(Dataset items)
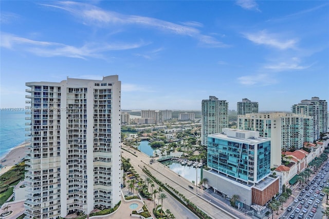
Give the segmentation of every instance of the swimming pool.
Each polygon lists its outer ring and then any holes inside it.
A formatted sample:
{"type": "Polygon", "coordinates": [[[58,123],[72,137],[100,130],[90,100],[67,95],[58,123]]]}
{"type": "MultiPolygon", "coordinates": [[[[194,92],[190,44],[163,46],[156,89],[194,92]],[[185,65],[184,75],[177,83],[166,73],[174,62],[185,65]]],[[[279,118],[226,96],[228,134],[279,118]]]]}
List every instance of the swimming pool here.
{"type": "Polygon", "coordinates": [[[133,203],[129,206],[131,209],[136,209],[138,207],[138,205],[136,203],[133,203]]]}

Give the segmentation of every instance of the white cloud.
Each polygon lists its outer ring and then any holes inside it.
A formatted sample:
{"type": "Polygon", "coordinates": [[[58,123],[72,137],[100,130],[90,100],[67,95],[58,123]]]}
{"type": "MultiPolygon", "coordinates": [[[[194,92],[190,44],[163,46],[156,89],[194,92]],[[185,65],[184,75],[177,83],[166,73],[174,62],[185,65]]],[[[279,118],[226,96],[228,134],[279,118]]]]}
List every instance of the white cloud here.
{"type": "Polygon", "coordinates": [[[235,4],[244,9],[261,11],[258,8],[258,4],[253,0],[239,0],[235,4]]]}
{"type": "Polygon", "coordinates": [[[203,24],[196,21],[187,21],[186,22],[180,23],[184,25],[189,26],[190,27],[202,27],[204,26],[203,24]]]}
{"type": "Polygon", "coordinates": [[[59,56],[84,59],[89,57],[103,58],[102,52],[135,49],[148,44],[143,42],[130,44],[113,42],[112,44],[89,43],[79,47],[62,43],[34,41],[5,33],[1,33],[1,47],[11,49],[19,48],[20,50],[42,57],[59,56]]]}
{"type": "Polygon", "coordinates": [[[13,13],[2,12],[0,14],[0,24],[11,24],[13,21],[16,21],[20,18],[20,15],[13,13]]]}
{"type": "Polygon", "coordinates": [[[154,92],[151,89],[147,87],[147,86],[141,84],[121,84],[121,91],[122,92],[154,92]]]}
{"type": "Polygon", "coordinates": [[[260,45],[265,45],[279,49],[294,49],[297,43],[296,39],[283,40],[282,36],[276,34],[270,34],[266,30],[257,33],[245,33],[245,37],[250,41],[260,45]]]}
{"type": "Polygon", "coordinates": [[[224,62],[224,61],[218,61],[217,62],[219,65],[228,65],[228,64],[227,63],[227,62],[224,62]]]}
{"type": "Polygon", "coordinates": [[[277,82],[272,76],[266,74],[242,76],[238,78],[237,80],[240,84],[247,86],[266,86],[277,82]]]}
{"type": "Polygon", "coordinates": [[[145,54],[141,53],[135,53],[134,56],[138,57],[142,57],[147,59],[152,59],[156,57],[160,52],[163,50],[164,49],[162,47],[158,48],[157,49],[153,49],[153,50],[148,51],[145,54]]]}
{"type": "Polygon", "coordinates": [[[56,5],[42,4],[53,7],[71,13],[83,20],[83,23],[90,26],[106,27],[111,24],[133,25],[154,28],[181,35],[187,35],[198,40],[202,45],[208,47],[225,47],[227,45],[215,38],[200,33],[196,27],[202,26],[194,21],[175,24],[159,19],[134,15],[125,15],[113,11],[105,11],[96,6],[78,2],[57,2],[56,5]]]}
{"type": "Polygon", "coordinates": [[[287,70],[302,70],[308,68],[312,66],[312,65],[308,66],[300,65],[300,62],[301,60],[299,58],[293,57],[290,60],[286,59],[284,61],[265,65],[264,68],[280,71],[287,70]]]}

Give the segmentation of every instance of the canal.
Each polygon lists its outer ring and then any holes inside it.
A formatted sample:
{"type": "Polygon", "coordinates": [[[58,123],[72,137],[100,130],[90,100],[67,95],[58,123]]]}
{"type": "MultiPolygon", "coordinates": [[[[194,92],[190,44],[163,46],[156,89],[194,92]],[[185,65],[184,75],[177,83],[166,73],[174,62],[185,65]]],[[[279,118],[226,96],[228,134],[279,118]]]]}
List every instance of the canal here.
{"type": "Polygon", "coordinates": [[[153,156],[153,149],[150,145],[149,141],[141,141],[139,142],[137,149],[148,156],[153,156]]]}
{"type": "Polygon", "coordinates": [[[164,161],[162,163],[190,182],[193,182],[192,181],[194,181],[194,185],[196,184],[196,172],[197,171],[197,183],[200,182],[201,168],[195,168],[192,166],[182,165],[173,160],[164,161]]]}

==

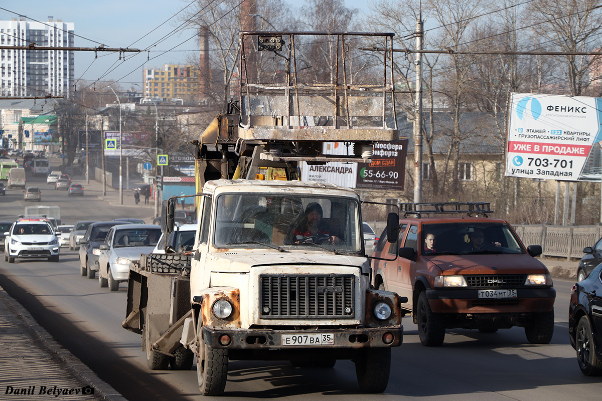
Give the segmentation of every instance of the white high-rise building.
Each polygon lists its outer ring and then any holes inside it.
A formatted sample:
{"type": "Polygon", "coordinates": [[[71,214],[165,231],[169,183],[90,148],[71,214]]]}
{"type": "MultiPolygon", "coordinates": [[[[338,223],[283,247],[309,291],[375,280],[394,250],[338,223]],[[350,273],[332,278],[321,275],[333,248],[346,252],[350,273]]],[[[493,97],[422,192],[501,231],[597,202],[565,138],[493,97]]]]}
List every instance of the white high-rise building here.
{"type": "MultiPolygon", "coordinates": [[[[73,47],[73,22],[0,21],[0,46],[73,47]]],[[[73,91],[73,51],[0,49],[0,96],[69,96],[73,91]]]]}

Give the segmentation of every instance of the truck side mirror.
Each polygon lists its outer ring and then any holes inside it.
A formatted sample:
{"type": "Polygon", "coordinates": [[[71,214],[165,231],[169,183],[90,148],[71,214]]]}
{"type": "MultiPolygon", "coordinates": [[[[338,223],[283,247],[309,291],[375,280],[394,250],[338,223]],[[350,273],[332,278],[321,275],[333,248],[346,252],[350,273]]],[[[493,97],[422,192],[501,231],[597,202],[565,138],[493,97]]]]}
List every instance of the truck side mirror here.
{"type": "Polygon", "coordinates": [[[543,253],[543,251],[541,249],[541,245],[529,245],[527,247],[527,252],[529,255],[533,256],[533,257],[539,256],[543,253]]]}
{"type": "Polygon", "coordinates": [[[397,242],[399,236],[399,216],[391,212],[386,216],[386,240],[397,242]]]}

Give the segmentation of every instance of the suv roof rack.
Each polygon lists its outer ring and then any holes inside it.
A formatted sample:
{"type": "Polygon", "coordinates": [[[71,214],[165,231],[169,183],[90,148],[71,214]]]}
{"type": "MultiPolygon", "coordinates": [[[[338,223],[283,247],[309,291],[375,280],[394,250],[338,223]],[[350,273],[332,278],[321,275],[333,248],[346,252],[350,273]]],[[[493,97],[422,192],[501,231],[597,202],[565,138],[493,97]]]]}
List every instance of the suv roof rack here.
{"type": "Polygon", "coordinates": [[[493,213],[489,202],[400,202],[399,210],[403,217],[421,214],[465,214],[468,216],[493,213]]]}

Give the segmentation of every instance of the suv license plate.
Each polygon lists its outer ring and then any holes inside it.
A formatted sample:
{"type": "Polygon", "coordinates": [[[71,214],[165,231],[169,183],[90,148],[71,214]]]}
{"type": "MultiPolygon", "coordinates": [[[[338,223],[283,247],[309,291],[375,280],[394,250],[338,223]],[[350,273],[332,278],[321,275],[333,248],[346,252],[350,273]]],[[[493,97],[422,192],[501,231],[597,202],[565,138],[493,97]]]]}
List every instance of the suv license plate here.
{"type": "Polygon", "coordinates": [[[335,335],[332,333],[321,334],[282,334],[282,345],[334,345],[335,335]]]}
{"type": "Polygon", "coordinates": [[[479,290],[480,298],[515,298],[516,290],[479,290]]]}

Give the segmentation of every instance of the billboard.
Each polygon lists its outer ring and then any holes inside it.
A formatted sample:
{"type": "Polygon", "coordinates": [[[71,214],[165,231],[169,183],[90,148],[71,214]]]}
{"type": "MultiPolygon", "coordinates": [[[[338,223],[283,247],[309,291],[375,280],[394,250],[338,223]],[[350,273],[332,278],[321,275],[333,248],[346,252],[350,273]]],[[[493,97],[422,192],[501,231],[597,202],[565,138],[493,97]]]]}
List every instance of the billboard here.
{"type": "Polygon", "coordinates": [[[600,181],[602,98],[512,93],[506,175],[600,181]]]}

...

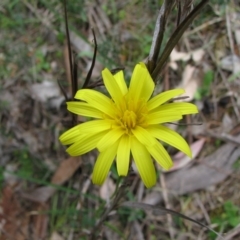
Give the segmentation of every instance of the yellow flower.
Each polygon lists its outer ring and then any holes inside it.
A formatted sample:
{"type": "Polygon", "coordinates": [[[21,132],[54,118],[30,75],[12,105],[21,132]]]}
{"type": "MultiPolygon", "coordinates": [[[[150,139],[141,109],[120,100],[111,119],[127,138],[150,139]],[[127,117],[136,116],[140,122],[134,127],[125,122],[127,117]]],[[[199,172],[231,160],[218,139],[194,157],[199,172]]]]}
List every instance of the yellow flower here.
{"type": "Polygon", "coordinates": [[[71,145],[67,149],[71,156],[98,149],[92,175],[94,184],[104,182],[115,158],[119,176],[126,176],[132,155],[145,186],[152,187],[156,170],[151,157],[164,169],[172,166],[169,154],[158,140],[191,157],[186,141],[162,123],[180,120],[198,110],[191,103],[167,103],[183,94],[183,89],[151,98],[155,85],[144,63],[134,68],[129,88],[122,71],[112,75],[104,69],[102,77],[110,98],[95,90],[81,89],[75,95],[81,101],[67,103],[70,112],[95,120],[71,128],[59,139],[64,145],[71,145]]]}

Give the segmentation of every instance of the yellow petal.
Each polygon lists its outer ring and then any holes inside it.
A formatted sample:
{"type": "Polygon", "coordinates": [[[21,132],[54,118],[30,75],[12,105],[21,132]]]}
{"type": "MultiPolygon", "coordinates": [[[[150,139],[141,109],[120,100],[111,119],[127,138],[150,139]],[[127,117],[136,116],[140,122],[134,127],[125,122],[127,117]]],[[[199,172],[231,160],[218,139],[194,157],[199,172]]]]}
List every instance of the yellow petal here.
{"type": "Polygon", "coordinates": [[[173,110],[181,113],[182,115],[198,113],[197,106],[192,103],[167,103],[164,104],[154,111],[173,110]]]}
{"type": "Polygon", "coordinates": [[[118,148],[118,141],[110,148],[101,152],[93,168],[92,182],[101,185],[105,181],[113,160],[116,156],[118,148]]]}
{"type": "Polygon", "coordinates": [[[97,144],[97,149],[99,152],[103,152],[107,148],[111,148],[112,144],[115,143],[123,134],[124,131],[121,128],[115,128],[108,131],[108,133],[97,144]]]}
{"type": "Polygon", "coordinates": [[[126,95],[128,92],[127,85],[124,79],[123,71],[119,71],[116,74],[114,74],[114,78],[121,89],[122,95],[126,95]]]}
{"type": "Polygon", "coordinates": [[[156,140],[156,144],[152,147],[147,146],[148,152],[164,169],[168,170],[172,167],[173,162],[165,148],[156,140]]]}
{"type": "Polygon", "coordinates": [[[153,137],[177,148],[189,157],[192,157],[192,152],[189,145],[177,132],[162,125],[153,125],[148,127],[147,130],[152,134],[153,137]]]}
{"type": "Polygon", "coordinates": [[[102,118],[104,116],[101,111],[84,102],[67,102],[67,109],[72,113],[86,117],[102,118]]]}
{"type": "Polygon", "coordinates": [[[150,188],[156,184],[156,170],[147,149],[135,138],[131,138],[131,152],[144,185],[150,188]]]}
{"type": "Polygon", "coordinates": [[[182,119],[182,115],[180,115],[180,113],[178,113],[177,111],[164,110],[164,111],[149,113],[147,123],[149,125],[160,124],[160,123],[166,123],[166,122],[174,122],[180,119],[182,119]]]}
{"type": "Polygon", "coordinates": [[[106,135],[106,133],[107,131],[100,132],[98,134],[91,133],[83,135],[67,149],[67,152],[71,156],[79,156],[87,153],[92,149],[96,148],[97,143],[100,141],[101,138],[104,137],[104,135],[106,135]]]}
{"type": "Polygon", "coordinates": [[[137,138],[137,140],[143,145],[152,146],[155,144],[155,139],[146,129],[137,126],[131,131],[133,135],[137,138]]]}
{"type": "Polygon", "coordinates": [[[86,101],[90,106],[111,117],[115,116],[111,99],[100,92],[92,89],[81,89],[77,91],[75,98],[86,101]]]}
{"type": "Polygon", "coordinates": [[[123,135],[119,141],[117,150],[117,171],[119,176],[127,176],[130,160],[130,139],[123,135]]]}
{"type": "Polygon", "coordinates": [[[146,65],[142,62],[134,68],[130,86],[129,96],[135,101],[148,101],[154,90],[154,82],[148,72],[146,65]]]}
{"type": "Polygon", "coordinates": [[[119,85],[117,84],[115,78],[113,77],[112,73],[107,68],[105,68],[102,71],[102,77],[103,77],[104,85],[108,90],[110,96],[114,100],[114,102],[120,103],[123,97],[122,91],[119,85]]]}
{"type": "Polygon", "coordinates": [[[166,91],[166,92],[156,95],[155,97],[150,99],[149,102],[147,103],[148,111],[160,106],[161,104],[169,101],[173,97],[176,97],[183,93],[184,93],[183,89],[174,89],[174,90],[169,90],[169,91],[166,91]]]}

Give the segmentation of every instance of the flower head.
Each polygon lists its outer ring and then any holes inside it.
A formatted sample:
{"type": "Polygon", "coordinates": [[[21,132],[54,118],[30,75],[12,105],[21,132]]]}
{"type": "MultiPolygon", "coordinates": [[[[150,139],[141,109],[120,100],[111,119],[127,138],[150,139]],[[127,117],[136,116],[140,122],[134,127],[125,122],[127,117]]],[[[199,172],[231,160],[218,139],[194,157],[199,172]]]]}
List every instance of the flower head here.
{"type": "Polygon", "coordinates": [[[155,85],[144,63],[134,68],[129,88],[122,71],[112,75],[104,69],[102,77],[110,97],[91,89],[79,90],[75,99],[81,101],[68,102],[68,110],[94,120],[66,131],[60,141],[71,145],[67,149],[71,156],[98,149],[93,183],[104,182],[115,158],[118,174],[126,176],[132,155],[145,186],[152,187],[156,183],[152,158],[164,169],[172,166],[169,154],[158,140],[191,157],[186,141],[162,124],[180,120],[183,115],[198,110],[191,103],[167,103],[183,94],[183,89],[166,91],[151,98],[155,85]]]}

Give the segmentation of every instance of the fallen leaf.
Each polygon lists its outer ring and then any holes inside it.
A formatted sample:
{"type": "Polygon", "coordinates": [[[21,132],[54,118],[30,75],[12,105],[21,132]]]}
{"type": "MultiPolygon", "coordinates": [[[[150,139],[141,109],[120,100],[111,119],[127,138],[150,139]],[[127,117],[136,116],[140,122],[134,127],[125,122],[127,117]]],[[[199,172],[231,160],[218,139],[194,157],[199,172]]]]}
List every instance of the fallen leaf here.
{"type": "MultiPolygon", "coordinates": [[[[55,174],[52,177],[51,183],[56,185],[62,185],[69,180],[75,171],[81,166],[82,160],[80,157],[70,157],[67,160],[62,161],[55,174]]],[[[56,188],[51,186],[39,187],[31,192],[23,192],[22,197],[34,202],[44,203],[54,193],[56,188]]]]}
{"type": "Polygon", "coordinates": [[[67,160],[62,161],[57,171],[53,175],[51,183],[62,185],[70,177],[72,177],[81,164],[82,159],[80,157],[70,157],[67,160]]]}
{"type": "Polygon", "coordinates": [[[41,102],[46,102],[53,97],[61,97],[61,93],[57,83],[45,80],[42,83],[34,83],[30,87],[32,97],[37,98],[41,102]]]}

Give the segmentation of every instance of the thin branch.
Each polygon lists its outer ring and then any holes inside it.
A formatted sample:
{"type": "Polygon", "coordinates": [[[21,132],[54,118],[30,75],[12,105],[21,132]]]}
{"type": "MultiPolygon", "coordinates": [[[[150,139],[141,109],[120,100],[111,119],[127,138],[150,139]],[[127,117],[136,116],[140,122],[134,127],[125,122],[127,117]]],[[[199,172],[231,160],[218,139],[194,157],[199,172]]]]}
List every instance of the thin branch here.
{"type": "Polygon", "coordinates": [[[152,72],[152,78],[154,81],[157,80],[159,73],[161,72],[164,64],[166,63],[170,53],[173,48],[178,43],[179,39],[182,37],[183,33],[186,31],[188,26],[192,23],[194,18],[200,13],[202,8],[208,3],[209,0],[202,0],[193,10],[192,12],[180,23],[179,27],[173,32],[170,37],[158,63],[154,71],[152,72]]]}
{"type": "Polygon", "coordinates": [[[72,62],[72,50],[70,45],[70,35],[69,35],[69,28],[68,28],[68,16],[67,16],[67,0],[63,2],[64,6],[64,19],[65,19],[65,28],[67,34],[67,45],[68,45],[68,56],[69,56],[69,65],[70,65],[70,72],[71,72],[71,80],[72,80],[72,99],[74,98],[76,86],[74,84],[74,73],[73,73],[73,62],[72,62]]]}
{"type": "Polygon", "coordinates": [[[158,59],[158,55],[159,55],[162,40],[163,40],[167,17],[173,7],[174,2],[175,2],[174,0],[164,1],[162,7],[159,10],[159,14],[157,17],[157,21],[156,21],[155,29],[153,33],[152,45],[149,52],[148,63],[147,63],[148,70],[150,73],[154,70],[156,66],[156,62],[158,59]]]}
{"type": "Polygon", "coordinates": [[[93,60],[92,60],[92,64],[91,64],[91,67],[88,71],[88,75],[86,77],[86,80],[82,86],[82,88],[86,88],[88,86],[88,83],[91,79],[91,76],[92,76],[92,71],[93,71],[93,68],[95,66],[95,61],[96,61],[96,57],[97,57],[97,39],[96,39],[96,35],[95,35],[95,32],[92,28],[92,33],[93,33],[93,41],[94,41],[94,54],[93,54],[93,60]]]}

▶ **Task to carry out**: From the listing, pick out each line containing the string "plate" and copy those lines.

▶ **Finished task**:
Give the segmentation of every instance of the suv license plate.
List every instance of the suv license plate here.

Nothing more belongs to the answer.